◆ LISTED RECORDS:
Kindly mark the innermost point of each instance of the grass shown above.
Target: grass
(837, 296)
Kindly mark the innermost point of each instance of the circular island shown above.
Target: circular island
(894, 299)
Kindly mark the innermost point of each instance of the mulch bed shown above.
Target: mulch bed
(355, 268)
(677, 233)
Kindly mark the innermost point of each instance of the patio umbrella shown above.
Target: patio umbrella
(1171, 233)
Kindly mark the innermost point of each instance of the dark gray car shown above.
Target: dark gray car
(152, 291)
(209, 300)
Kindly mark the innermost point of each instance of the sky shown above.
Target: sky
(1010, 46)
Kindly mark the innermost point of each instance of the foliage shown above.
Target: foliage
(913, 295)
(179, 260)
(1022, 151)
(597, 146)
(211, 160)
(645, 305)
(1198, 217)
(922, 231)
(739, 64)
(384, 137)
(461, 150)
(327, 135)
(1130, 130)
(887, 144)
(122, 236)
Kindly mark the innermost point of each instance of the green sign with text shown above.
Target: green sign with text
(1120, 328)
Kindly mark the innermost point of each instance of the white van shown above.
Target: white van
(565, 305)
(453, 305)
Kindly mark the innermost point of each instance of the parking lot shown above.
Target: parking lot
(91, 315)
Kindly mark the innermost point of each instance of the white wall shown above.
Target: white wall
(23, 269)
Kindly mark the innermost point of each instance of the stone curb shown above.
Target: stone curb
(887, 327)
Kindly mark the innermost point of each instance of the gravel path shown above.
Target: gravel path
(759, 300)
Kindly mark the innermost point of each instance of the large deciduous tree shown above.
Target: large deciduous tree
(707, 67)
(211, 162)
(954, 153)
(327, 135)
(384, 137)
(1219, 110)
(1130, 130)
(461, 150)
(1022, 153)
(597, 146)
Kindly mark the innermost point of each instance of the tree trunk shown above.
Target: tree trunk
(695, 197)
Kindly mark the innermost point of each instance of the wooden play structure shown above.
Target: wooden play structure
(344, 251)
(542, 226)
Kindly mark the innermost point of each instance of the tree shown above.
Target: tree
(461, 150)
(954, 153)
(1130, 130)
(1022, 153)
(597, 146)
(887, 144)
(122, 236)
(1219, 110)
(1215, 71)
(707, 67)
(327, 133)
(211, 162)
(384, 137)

◆ WORK REQUIRED:
The entire listing is to be repeated exactly.

◆ TASK RESPONSE:
Kindly mark the innermost point of each instance of the grass shown above.
Target: grass
(837, 296)
Kindly mark the innermost point of each instance of the circular island shown above.
Target: circular island
(894, 299)
Kindly mark the innermost point of each instance of the mulch bed shown above.
Target: mulch bed
(355, 268)
(677, 233)
Kindly mark the innermost point of each instance of the patio umbrella shown above.
Target: patio umbrella
(1171, 233)
Kindly mark the innermost point of each instance of the dark gray car shown above.
Target: dark gray car
(152, 291)
(209, 300)
Kindly mark the innermost point of each instance of the sky shown above.
Target: sky
(1010, 46)
Kindly mark the innermost point of each instance of the foliage shown above.
Target: foliage
(913, 295)
(179, 260)
(1022, 151)
(597, 146)
(211, 160)
(645, 305)
(1198, 217)
(922, 231)
(739, 64)
(384, 137)
(461, 150)
(327, 135)
(1130, 130)
(887, 144)
(122, 236)
Kindly mark the innermost point of each instance of the green sign with text shown above.
Target: green sign with text
(1120, 328)
Kindly mark the innermost point of each instance of the white van shown above.
Target: white van
(565, 305)
(453, 305)
Kindly mark the innermost point of each instance of the parking lot shown above.
Target: parking lot
(91, 315)
Kindly mark the innermost point of each instance of the white wall shown above.
Target: white wall
(23, 269)
Kindly mark the innermost point of each instance of the stone curb shown above.
Target: stone curb
(887, 327)
Kindly mark the innermost point of each instance of the gravel path shown above.
Target: gravel path
(759, 300)
Kindly mark the innermost point of each instance of the large deciduous tree shown above.
Target: large deciduous tree
(707, 67)
(211, 162)
(954, 153)
(327, 135)
(384, 137)
(1219, 110)
(1130, 130)
(461, 150)
(1022, 153)
(597, 146)
Kindly mark the innermost point of each instance of the tree trunk shown above.
Target: tree trunk
(695, 197)
Kindly mark the innermost point of each instance of the wooden play structure shown above.
Target: wooden play structure
(344, 251)
(542, 226)
Kindly mark the innermost point of each instance of the tree shown above.
Target: tree
(461, 150)
(954, 153)
(1130, 130)
(1022, 153)
(597, 146)
(887, 144)
(122, 236)
(1219, 110)
(1215, 71)
(707, 67)
(327, 133)
(211, 162)
(384, 137)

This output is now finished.